──────── DATA SUPPLIED

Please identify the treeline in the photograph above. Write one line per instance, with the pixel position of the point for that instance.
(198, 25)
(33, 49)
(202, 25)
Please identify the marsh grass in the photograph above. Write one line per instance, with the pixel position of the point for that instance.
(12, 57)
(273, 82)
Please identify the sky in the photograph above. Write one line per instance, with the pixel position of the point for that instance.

────────────────

Transcribe each record above exactly. Skip none.

Please identify the treeline in the photograph above. Write one line per instance, with the pixel position of the point for that instance.
(198, 25)
(33, 49)
(202, 25)
Please identify the marsh grass in the photograph above. Write one line per instance, with the pixel position of the point for that instance.
(12, 57)
(273, 82)
Please identify the sky in the photograph above. Write one line per instance, with the pixel position of the point for that instance.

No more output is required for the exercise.